# [原文摘录]
这是一个基于GRPO (Group Relative Policy Optimization) 算法进行微调的多模态语言模型，旨在提升模型的视觉定位（Visual Grounding）能力。本模型在SmolVLM2-256M-Married-Qwen3-0.6B基础上，使用objects365数据集进行了微调。

知乎：GRPO微调实战：让缝合模型SmolVLM2-Qwen3的定位能力提升一个小目标

Tensorboard

How to get started

from transformers import AutoModelForCausalLM
import re, json, json_repair
from transformers import AutoProcessor, BitsAndBytesConfig, Idefics3ForConditionalGeneration, AutoModelForCausalLM, AutoTokenizer,SmolVLMProcessor
import torch
from safetensors.torch import load_file
import numpy as np
from PIL import Image
import cv2
import sys
sys.path.append("TalkUHulk/SmolVLM2-256M-Married-Qwen3-0.6B-IOU-GRPO“)
from processor import SmolVLMQwen3Processor

def parse_box_content(text):

    box_matches = re.findall(r'<box>(.*?)</box>', text, re.DOTALL)
    if not box_matches:
        return None

    ret = []
    for box_content in box_matches:
        box_content = box_content.strip()
        if not box_content:
            continue  
        try:
            repaired_json = json_repair.repair_json(box_content)
            boxes_data = json.loads(repaired_json)
            if isinstance(boxes_data, list):
                for box_data in boxes_data:
                    if not isinstance(box_data, dict):
                        continue
                    if "box" not in box_data:
                        continue
                    box = box_data["box"]
                    if not isinstance(box, list) or len(box) != 4 or not all(isinstance(x, int) for x in box):
                        continue
                    ret.append(box)
            if isinstance(boxes_data, dict):
                if "box" not in boxes_data:
                    continue
                box = boxes_data["box"]
                if not isinstance(box, list) or len(box) != 4 or not all(isinstance(x, int) for x in box):
                    continue
                ret.append(box)

# [练习任务 1]
请照录这段关于GRPO微调多模态模型的原文，从“box_matches = re.findall(r'<box>(.*?)</box>', text, re.DOTALL)”起一直到“repaired_json = json_repair.repair_json(box_content)”为止。
# [练习任务 2]
判断以下说法是否符合这段关于GRPO微调多模态模型的原文，逐项回答“是”或“否”，并原样引用原文中起决定作用的文字。
(a) 该模型使用objects365数据集进行了微调。
(b) 该模型是在SmolVLM2-256M-Married-Qwen3-0.6B的基础上微调得到的。
(c) 函数parse_box_content在文本中找不到<box>标签时返回一个空列表。
# [练习任务 3]
请接着这段关于GRPO微调多模态模型的原文最后一行往下续写。

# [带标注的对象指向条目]
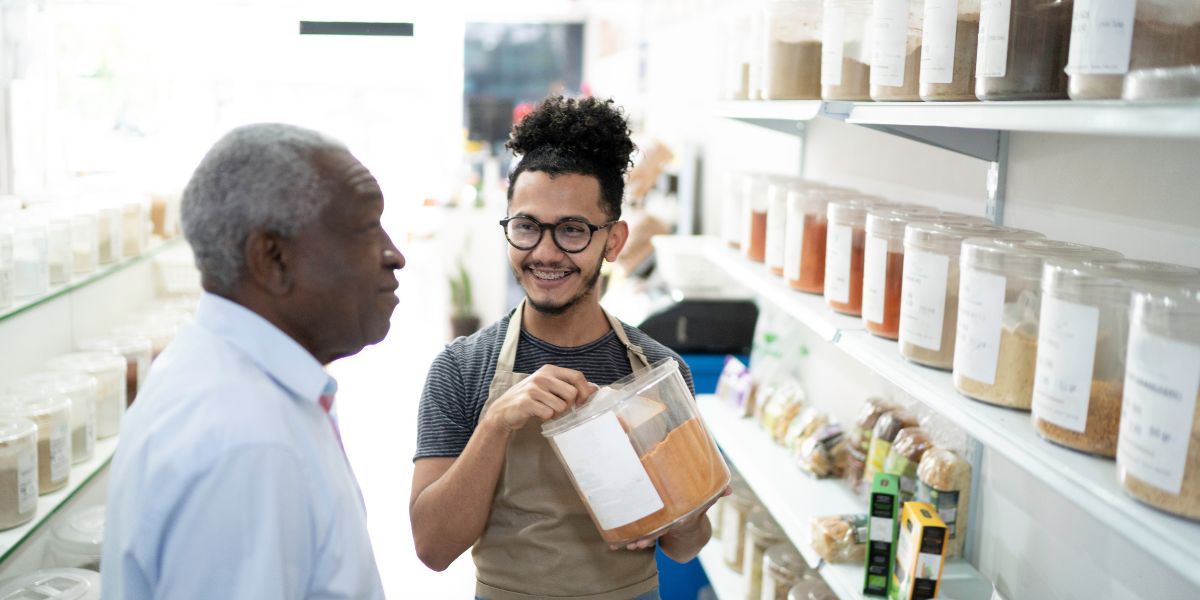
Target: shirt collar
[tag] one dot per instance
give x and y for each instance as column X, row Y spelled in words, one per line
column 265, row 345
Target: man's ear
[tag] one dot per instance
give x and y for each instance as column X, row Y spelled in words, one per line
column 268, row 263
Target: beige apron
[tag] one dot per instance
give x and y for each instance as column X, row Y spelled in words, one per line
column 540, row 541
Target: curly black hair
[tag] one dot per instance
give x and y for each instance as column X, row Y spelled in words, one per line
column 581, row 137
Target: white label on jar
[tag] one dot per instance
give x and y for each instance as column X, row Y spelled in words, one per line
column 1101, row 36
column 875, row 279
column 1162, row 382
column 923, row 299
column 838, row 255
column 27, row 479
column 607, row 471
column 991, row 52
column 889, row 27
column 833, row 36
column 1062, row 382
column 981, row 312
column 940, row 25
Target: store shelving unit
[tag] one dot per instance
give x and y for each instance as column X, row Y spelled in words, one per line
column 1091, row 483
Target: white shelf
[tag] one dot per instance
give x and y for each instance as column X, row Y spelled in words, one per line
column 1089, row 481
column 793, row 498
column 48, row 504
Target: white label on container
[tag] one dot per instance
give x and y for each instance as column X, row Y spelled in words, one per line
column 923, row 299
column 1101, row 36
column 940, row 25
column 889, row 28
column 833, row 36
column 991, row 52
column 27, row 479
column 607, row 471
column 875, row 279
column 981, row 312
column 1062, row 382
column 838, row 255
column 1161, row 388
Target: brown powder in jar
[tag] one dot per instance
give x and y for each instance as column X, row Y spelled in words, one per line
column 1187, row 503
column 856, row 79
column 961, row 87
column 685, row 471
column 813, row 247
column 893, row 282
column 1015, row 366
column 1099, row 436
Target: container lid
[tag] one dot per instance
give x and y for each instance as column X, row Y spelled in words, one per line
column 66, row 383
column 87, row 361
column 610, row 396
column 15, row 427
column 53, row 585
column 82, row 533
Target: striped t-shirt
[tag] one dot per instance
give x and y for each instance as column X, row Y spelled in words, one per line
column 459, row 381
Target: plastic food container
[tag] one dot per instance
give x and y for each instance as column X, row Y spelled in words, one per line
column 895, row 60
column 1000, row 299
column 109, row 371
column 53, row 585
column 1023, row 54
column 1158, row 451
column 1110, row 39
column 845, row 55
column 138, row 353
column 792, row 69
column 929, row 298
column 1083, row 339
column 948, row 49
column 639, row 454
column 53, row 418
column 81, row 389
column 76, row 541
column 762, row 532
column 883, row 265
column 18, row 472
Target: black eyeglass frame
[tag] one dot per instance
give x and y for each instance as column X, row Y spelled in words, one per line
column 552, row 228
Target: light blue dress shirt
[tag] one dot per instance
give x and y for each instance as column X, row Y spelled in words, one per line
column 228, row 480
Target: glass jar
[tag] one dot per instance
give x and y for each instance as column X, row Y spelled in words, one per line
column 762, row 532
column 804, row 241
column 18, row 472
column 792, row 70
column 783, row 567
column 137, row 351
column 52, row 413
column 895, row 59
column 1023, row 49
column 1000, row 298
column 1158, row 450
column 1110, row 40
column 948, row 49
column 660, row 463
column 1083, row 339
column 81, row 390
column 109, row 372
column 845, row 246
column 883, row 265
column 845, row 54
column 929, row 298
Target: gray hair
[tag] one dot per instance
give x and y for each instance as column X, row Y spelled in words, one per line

---

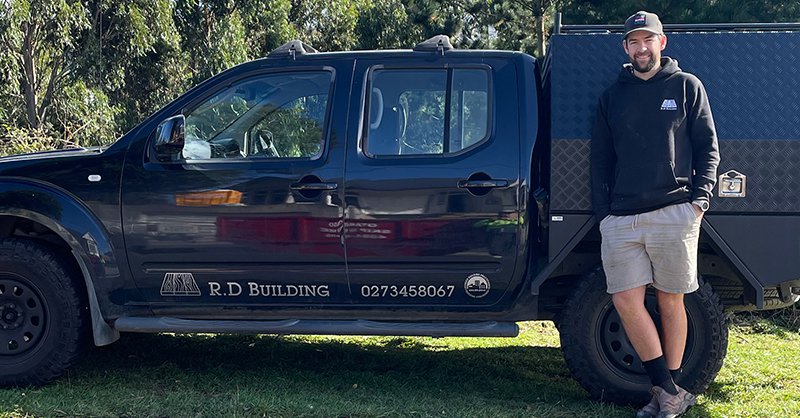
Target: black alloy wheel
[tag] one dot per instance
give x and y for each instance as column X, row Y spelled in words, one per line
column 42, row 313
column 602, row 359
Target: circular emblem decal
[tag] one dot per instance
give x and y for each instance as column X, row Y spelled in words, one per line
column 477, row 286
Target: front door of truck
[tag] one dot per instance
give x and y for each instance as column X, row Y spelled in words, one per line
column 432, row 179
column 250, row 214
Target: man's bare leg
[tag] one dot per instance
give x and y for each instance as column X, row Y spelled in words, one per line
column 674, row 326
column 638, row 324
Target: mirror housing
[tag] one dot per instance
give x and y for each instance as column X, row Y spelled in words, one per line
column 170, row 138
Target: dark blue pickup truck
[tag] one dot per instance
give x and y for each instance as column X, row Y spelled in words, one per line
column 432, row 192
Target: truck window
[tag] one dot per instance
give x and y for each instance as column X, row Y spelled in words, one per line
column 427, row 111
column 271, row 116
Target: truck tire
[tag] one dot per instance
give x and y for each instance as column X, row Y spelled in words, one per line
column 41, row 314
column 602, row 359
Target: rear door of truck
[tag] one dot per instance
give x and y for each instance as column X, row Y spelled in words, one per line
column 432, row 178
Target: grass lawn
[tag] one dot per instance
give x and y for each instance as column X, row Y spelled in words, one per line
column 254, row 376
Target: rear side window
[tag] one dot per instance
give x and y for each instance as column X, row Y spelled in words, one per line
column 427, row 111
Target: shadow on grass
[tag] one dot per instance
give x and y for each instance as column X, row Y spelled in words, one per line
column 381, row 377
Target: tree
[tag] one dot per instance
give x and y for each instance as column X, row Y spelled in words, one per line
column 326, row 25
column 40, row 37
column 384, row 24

# [练习解答 1]
box_matches = re.findall(r'<box>(.*?)</box>', text, re.DOTALL)
    if not box_matches:
        return None

    ret = []
    for box_content in box_matches:
        box_content = box_content.strip()
        if not box_content:
            continue  
        try:
            repaired_json = json_repair.repair_json(box_content)

# [练习解答 2]
(a) 是。“使用objects365数据集进行了微调”
(b) 是。“本模型在SmolVLM2-256M-Married-Qwen3-0.6B基础上”
(c) 否。“if not box_matches:
        return None”

# [练习解答 3]
            
        except (json.JSONDecodeError, TypeError) as e:
            print(f"JSON 解析失败（内容将被忽略）: {e}\n原始内容: {box_content}")
            continue
    
    return ret

    

def resize_with_padding(image, target_size=384):
    h, w = image.shape[:2]
    
    scale = min(target_size / h, target_size / w)
    new_h, new_w = int(h * scale), int(w * scale)
    
    resized = cv2.resize(image, (new_w, new_h), interpolation=cv2.INTER_AREA)
    
    canvas = np.zeros((target_size, target_size, 3), dtype=np.uint8)

    canvas[0:new_h, 0:new_w] = resized
    
    return canvas



AutoProcessor.register("TalkUHulk/SmolVLM2-256M-Married-Qwen3-0.6B", SmolVLMQwen3Processor)
processor = AutoProcessor.from_pretrained("TalkUHulk/SmolVLM2-256M-Married-Qwen3-0.6B")


model = Idefics3ForConditionalGeneration.from_pretrained(
        "TalkUHulk/SmolVLM2-256M-Married-Qwen3-0.6B",
        torch_dtype=torch.bfloat16,
).to('cuda')


bgr = cv2.imread("./objects365_v1_00045989.jpg")
h, w, _ = bgr.shape
bgr_x512 = resize_with_padding(bgr, 512)
image_pil = Image.fromarray(cv2.cvtColor(bgr_x512, cv2.COLOR_BGR2RGB))

messages = [

    {"role": "system", "content": "简短回复问题."},
    {
        "role": "user",
        "content": [
            {"type": "image"},
            {"type": "text", "text": f"请描述这张图片的内容，并检测其中的{prompt}"}
        ]
    },
]

text = processor.apply_chat_template(messages, add_generation_prompt=False).strip()
inputs = processor(text=text, images=image_pil, return_tensors="pt")
inputs = inputs.to('cuda')
generation_args = {
    "input_ids": inputs.input_ids,
    "pixel_values": inputs.pixel_values,
    "attention_mask": inputs.attention_mask,
    "max_new_tokens": 1024,
    "min_new_tokens": 16,   
}
output = model.generate(**generation_args)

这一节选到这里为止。